To convey its commitment to quality, standards, and taste—and ultimately to distinguish itself as the leader in the grocery industry—Whole Foods Market used poignant storytelling in its first national brand campaign, entitled “Values Matter.”

Although Simons says that Whole Foods Market had been “quietly telling our story for decades”—such as through community activations, grass roots partnerships, and public relations—the company decided to debut its first national brand campaign on October 20 based on store development and a strong desire to differentiate itself from competitors.

“There are a lot of companies out there that are comparing themselves to Whole Foods Market and essentially saying ‘We do what they do,’” Simons says. “This brand campaign is here to tell the public that that’s not the case.”

In the past, Whole Foods Market primarily relied on its unique store experience and organic products to standout from the competition. Now, the grocery store chain is adding stories from suppliers and employees to edify and entertain consumers who look to make conscious, educated choices when buying food for themselves and their families, Simons explains.

“Our customers, and frankly more and more consumers in our country, are concerned where their food comes from,” Simons says. “Our content, I believe, really serves the consumer and helps the consumer make truly informed decisions when they go to decide what to put in their grocery baskets. That’s where our unique content at Whole Foods Market really not only helps us drive our company, brand, and mission, but [also] really serve consumers.”

Visualization plays a major role in helping Whole Foods Market tell its stories. The brand is leveraging digital activations, media buys, online, print, social, and television to bring the brand’s own narrative to life. For instance, the company’s TV spots feature the farmers and fishermen that Whole Foods Market partners with to deliver high quality products. Marketing channels with little to no visual appeal, like radio, on the other hand, weren’t included in the mix. 

Through most of these marketing channels, Whole Foods Market has managed to guide shoppers to its online experience, a central focus of the campaign. When people visit the brand’s landing page, readers can find a slew of recipes, as well as infographics and videos that provide information about Whole Foods Market’s employees, products, and suppliers. What’s great about this landing page is that it allows visitors to sort the content by “food,” “people,” or “planet,” depending on their interests, as well as by whether they want to learn about or actually do something—like make a recipe. 

Consumers can even filter the content by how much time they have to engage with it. People who only want to devote 60 seconds to the site, for instance, may choose to view an infographic that shows how to save money and eat healthy; someone who wants to spend more time on the site, however, may choose to watch a more engrossing piece of content, like a seven-minute video on farmed seafood.

“For us, it’s really initiating a deeper conversation around values and the unique value that we offer at Whole Foods through our values,” Simons says.
-------------------------
Set exercise 1 —
Answer these questions using the Whole Foods campaign article:
(a) What is the name of the campaign?
(b) Which marketing channel was left out of the mix?
(c) How long is the video on farmed seafood?
Set exercise 2 — Pick up the Whole Foods campaign article after its final sentence and keep writing it.

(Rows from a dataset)
-------------------------
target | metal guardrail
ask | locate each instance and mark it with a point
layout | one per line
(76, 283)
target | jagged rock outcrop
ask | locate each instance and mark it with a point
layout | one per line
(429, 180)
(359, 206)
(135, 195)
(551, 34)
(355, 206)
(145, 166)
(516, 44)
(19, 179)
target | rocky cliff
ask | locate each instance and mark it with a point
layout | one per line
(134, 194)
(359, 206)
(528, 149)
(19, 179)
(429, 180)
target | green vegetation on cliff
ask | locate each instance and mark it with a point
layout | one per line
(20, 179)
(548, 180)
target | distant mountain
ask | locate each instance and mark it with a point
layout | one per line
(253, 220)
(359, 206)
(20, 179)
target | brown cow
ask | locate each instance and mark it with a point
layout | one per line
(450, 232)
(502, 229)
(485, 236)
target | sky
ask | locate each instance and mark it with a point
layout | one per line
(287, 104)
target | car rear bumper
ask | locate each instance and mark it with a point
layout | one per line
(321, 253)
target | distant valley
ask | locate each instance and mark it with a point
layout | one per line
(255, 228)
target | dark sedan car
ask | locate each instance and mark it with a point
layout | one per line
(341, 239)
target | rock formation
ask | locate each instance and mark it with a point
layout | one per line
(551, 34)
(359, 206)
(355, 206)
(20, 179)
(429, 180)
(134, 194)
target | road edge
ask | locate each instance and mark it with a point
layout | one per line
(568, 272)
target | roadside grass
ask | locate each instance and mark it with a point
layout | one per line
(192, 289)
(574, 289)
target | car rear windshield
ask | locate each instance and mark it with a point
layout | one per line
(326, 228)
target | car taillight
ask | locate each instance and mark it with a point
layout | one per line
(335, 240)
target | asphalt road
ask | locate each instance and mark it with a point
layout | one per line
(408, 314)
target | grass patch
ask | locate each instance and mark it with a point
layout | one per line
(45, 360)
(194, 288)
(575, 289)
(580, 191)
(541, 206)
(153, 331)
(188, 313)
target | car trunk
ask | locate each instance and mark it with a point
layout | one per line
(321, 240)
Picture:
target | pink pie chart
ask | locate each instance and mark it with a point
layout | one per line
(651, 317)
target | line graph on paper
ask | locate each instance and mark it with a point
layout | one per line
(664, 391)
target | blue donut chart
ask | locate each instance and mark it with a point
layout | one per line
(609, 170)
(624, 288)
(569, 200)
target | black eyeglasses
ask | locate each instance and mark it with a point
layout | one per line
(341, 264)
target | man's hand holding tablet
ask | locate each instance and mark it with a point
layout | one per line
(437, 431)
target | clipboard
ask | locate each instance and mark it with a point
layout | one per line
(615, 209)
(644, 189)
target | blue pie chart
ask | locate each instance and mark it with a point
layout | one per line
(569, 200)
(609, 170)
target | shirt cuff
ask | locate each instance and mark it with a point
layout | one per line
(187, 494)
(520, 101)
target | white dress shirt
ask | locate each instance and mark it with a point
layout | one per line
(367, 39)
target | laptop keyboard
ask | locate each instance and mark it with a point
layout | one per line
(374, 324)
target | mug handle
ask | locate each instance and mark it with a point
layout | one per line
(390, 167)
-------------------------
Written response 1 —
(a) "Values Matter"
(b) Radio
(c) Seven minutes

Written response 2 —
To keep the conversation flowing, Whole Foods Market is also conducting a survey on its site. The survey asks participants for their demographic information—e.g.,  gender, age, and geographic location—, culls shopping behaviors—i.e., have they visited Whole Foods Market in the last six months—and determines what customers value most, for example social issues including animal welfare, sustainable seafood, or supporting local farms and producers. Participants can also enter their email addresses for the chance to win a $100 Whole Foods Market gift card.

Customer feedback, no doubt, impacts the Whole Foods Market in-store experience, which includes the design and product array, and just as important creates a dialogue between the brand and shoppers, Simons says.

“Yes, it’s a survey; and yes we want to hear from folks both in what they [say] matters, and what we could do better,” he continues. “But it’s an extension of a conversation that we’ve been having for years with our customers.”

Simons says this “Values Matter” campaign is the largest marketing activity Whole Foods Market has done to date and is the most national campaign and media buy that the brand has ever done. In terms of measuring the success of the first phase of the campaign, which is set to run until January, Simons plans on tracking changes in brand perception, as well as engagement metrics, like the amount of time spent with specific content.  He says that many aspects of the campaign, however, will run indefinitely.

Although the brand intends to grow its evolving content strategy—the team recently brought on new talent to assist in this area; content marketing has been a key ingredient in Whole Foods Market’s recipe for success for quite some time. In fact Direct Marketing News Senior Editor Natasha Smith featured Whole Foods Market on her list of “Blogs (from Brands) that Rock” back in August.  There’s no question that Whole Food Market’s use of content circles back to building trust with its customers.

 “We are a trusted source as a retailer,” Simons says. “Therefore, we’re a trusted source as a content provider. You can’t do one or the other.”

So what’s Whole Foods Market’s secret to producing engaging and tasteful content? Put simply: Its organic nature.

“[The marketing] has to be real,” Simons says. “You have to talk to your purchasers, your operators, and the people who are your business partners and create something that you can truly stand behind. Today’s consumer is so intelligent and is confronted with so many messages every day that it has to be real.”